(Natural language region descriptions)
BEGIN
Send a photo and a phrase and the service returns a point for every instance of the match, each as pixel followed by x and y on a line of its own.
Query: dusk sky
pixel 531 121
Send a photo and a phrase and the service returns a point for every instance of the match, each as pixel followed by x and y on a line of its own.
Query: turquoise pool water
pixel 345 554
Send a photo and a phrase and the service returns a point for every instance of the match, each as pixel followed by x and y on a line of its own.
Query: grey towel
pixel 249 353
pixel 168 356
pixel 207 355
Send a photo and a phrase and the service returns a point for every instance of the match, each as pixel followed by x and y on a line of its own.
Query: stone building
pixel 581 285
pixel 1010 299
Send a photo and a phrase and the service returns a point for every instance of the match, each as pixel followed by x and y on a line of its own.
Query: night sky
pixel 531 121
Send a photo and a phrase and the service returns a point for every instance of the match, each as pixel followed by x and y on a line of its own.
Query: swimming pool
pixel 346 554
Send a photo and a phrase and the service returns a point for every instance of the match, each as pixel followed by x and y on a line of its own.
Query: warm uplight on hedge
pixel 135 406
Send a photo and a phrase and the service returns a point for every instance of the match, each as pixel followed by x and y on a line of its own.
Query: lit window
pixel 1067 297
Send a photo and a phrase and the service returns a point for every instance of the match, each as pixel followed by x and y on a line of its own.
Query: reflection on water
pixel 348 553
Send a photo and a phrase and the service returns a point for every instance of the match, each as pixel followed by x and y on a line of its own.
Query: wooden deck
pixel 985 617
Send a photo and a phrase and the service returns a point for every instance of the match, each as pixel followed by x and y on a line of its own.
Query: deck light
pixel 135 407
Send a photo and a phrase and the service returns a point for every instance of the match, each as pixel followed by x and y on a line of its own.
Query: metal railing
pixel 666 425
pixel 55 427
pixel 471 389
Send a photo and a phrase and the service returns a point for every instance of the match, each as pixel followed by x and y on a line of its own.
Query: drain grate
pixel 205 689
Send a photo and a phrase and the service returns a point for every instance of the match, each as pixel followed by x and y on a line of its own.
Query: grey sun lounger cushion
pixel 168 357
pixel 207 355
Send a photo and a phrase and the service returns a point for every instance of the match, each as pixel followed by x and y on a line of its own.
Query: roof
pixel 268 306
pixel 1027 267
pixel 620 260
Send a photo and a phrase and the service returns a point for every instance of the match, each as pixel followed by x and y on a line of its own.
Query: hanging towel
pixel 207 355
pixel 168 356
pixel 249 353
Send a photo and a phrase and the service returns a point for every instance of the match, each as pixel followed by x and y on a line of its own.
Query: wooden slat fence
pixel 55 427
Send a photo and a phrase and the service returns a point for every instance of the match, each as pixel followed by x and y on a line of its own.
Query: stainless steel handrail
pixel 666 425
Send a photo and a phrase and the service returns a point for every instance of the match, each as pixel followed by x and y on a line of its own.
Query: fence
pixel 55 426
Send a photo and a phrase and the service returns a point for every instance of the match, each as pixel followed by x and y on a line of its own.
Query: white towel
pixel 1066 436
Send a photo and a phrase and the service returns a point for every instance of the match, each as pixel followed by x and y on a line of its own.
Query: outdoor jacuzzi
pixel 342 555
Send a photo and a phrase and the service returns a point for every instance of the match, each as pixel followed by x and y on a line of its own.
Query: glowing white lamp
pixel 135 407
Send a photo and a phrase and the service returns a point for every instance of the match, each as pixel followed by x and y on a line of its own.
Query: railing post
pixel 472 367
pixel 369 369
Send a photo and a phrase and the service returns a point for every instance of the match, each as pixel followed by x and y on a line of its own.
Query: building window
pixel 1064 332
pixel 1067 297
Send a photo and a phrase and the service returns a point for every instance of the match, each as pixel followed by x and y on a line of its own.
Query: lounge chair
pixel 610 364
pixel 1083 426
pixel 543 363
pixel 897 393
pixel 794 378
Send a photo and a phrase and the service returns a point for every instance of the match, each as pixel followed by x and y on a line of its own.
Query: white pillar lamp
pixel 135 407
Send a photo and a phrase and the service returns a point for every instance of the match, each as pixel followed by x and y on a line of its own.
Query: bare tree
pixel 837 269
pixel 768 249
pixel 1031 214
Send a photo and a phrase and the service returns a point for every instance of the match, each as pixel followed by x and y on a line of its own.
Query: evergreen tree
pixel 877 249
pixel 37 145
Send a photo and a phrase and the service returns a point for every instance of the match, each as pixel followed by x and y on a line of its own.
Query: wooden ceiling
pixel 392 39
END
--- ASSIGNMENT ---
Could you give the records again, exactly as they appear?

--- OUTPUT OF THE TASK ---
Send a photo and a phrase and the service returns a point for every instance of the match, each as pixel followed by x and y on a line of its own.
Query: dusk sky
pixel 531 121
Send a photo and a phrase and the service returns a point for every instance of the match, each as pixel followed by x and y on a line of its own.
Query: turquoise pool water
pixel 345 554
Send a photo and a phrase and the service returns a point for every instance of the match, each as pixel followed by x and y on a line of its own.
Query: grey towel
pixel 249 353
pixel 168 356
pixel 207 355
Send a photo and a phrase and the service returns a point for every instance of the match, each as pixel followed by x and y on a line of its own.
Query: stone building
pixel 581 285
pixel 1010 299
Send a photo and a phrase and the service returns a point for every instance of the match, each as pixel followed by x and y on a line of its own.
Query: night sky
pixel 531 121
Send a photo and a phrase and the service returns a point for every instance of the match, each as pixel followed by x and y on a line of its own.
Query: swimming pool
pixel 346 554
Send a photo and a phrase and the service returns a point for every instance of the match, each as pixel followed by x and y on a line of its own.
Query: warm uplight on hedge
pixel 135 406
Send a photo and a phrase and the service returns a point for every instance of the match, each as pixel followed by x and y on a line of its own.
Query: lit window
pixel 1067 297
Send a photo and a phrase and the service returns a point for every instance of the match, each as pixel followed by x and y on a line of its own.
Query: reflection on water
pixel 348 553
Send a photo and a phrase and the service returns a point for every instance of the match, each as pixel followed by x and y on a line of its own.
Query: wooden deck
pixel 985 617
Send a photo and a phrase and the service returns a point for every instance of the match, each as pixel followed by x and y on a line of its own.
Query: deck light
pixel 135 407
Send a photo and a phrase and the service returns a point for every instance of the match, each as pixel followed by x and y on a line of its own.
Query: metal railing
pixel 666 425
pixel 55 427
pixel 471 389
Send a photo and a phrase and the service returns a point for every instance of the match, each as pixel followed by x and y on a line of its own.
Query: drain grate
pixel 205 689
Send a photo and a phrase and the service returns a point for every instance of the match, each as pixel followed by x and y on a line of its own.
Query: grey sun lounger cushion
pixel 168 357
pixel 207 355
Send a photo and a phrase and the service returns a point for every instance of the match, each as pixel followed by x and y on a line of its own.
Query: roof
pixel 268 306
pixel 1027 267
pixel 620 260
Send a photo and a phrase and the service returns a point for every instance of the match, each as pixel followed by x and y on a line of its own.
Query: hanging towel
pixel 207 355
pixel 168 356
pixel 249 353
Send a photo and a phrase and the service returns a point for every instance of the match, each as pixel followed by x and y on a line of its own.
Query: wooden slat fence
pixel 55 427
Send a photo and a phrase and the service returns a point for every instance of the match, each as pixel followed by x and y on a line of its own.
Query: stainless steel handrail
pixel 666 425
Send a photo and a phrase and the service returns a point for every instance of the match, each as pixel followed by x and y on a line of its own.
Query: fence
pixel 55 426
Send a photo and a phrase and the service returns a point for every instance of the match, each as pixel followed by x and y on a line of its own.
Query: white towel
pixel 1066 436
Send a photo and a phrase and the service returns a point for every instance of the match, each as pixel followed by x and y on a line of its own.
Query: outdoor jacuzzi
pixel 342 555
Send a photo and a phrase and the service returns a point for every instance of the match, each as pixel followed by x and y on a line of its own.
Query: glowing white lamp
pixel 135 407
Send a photo and a phrase and the service returns a point for every instance of the match, each as pixel followed by x and y on a line of its own.
Query: railing post
pixel 472 367
pixel 369 369
Send a photo and a phrase and the service returns a point for every instance of the match, each as pixel followed by x and y on a line of its own.
Query: building window
pixel 1064 332
pixel 1067 297
Send a photo and a phrase and the service returns a point for every instance of the match, each as pixel followed by x and y on a line of its own.
Query: lounge chair
pixel 610 364
pixel 1083 426
pixel 543 363
pixel 897 393
pixel 794 378
Send a photo and a phrase and the service returns a point for every instance of the match, each as pixel followed by x and y on a line of its own.
Query: white pillar lamp
pixel 135 407
Send a photo and a phrase and the service returns a point for every instance of the match, each as pixel followed by x and y on a line of its own.
Query: bare tree
pixel 837 269
pixel 768 249
pixel 1031 214
Send a photo and a phrase and the service returns a point for every instance of the match, each as pixel followed by x and y on a line of its own.
Query: evergreen tree
pixel 877 249
pixel 37 145
Send a photo and a phrase and the service returns a point for every instance of the match, each as pixel followed by x and y on a line of its own.
Query: wooden ceiling
pixel 392 39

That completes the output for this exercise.